Stated exercise: Rewrite every line of the records below as a numbered list, skipping any blank lines.

═════ Data in this exercise ═════

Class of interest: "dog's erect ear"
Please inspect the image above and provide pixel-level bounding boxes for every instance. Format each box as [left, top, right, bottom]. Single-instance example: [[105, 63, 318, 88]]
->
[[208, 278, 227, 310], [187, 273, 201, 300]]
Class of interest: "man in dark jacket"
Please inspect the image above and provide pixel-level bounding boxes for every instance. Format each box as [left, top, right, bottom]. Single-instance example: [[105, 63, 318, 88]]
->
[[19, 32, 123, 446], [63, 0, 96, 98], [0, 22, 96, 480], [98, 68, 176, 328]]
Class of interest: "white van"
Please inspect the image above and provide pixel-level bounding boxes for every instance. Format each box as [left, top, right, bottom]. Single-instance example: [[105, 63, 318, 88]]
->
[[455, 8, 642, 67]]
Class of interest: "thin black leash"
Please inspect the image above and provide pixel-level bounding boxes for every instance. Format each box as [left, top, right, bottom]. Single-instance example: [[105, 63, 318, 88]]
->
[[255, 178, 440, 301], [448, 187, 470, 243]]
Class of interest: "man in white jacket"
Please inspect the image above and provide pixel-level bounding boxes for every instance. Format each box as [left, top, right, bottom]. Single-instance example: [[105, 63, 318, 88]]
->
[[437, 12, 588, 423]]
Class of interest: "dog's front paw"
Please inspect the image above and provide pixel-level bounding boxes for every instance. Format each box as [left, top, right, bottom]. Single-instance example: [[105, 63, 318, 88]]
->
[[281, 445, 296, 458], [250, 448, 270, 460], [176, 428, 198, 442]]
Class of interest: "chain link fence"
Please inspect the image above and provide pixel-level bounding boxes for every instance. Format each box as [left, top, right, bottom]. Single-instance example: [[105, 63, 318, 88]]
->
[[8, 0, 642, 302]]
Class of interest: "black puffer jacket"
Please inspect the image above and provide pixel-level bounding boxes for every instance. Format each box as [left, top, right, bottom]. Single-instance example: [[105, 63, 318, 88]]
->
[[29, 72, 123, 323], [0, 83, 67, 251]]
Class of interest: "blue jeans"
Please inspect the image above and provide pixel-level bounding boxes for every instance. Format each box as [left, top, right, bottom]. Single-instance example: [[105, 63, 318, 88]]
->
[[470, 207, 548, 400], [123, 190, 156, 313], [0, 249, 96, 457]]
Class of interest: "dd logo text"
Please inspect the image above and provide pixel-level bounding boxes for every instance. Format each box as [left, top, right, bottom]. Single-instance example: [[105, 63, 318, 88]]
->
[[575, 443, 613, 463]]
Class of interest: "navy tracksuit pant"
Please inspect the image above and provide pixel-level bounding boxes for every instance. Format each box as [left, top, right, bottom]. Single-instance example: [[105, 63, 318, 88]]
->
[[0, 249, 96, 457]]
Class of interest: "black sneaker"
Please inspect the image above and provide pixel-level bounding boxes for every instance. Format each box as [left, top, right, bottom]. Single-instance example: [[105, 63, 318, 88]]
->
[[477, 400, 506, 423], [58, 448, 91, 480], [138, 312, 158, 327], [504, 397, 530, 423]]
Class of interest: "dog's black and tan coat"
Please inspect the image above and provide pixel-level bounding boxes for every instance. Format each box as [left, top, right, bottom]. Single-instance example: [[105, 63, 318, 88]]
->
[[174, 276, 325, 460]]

═════

In response:
1. Class of interest: "dog's erect ear"
2. Please inspect the image above and provide pixel-level bounding boxes for every instance. Format each box as [left, top, right, bottom]. Single-instance example: [[105, 63, 318, 88]]
3. ->
4. [[208, 278, 227, 310], [187, 273, 201, 300]]
5. Class of interest: "man in dark jacket"
6. Please inspect the image above and provide pixel-level bounding boxes for every instance. Format each box as [left, top, right, bottom]. Single-instance example: [[105, 63, 318, 88]]
7. ->
8. [[19, 32, 123, 446], [63, 0, 96, 98], [0, 22, 96, 480], [98, 68, 176, 328]]
9. Class of interest: "white van"
10. Please inspect the image above and provide pixel-level bounding boxes for every instance. Format each box as [left, top, right, bottom]. Single-instance example: [[105, 63, 318, 88]]
11. ->
12. [[455, 8, 642, 67]]
13. Class of interest: "thin black leash"
14. Please inspect the image above and provide pixel-level bounding boxes for every instance. Format each box as [left, top, right, bottom]. Single-instance example: [[105, 63, 318, 88]]
15. ->
16. [[255, 178, 440, 301], [448, 187, 470, 243]]
17. Class of interest: "man in white jacket"
18. Please inspect the image above and provide pixel-level bounding boxes for every instance. Format each box as [left, top, right, bottom]. Single-instance example: [[105, 63, 318, 88]]
19. ->
20. [[437, 12, 588, 423]]
21. Class of interest: "dog's front paw"
22. Please inspect the image above and provide pixel-level bounding boxes for every instance. Format each box as [left, top, right, bottom]. Single-instance example: [[105, 63, 318, 88]]
23. ->
24. [[281, 445, 296, 458], [250, 448, 270, 460], [176, 428, 198, 442]]
25. Class of interest: "chain link fence"
26. Please inspect the image above and provide pixel-level bounding boxes for every instance. Format each box as [left, top, right, bottom]. Single-instance example: [[105, 63, 318, 88]]
27. ->
28. [[8, 0, 642, 302]]
29. Class of interest: "black puffer jacket"
30. Please inspect the image above and provide pixel-level bounding boxes for every instance. Format each box as [left, top, right, bottom]. Single-instance example: [[105, 63, 318, 88]]
31. ->
32. [[29, 72, 123, 323], [0, 83, 67, 251]]
33. Class of interest: "blue jeans"
34. Please inspect the image above and provide pixel-level bounding boxes for every instance. Format each box as [left, top, right, bottom]. Single-instance example: [[105, 63, 318, 88]]
35. ->
36. [[470, 207, 548, 400], [123, 190, 156, 313], [0, 249, 96, 457]]
37. Class of interest: "dd logo text"
38. Please inspect the image above and provide pixel-level bounding boxes for every instance. Format each box as [left, top, right, bottom]. Single-instance example: [[105, 63, 318, 88]]
39. ->
40. [[575, 443, 613, 463]]
41. Class of interest: "navy tracksuit pant"
42. Please inspect the image above and provide pixel-level bounding boxes for every instance. Format each box as [left, top, right, bottom]. Single-instance example: [[105, 63, 318, 88]]
43. ->
44. [[0, 249, 96, 457]]
45. Class of interest: "black sneaker"
46. Please inspect the image above and provide pixel-level bounding boxes for every instance. Format each box as [left, top, right, bottom]. Single-instance example: [[105, 63, 318, 88]]
47. ->
48. [[477, 400, 506, 423], [58, 448, 91, 480], [138, 312, 158, 327], [504, 397, 530, 423]]
49. Class of interest: "dog's black and tan coat"
50. Please inspect the image above and provide pixel-level bounding boxes for every instance. Format each box as [left, top, right, bottom]. Single-instance example: [[105, 63, 318, 88]]
51. ->
52. [[174, 276, 325, 460]]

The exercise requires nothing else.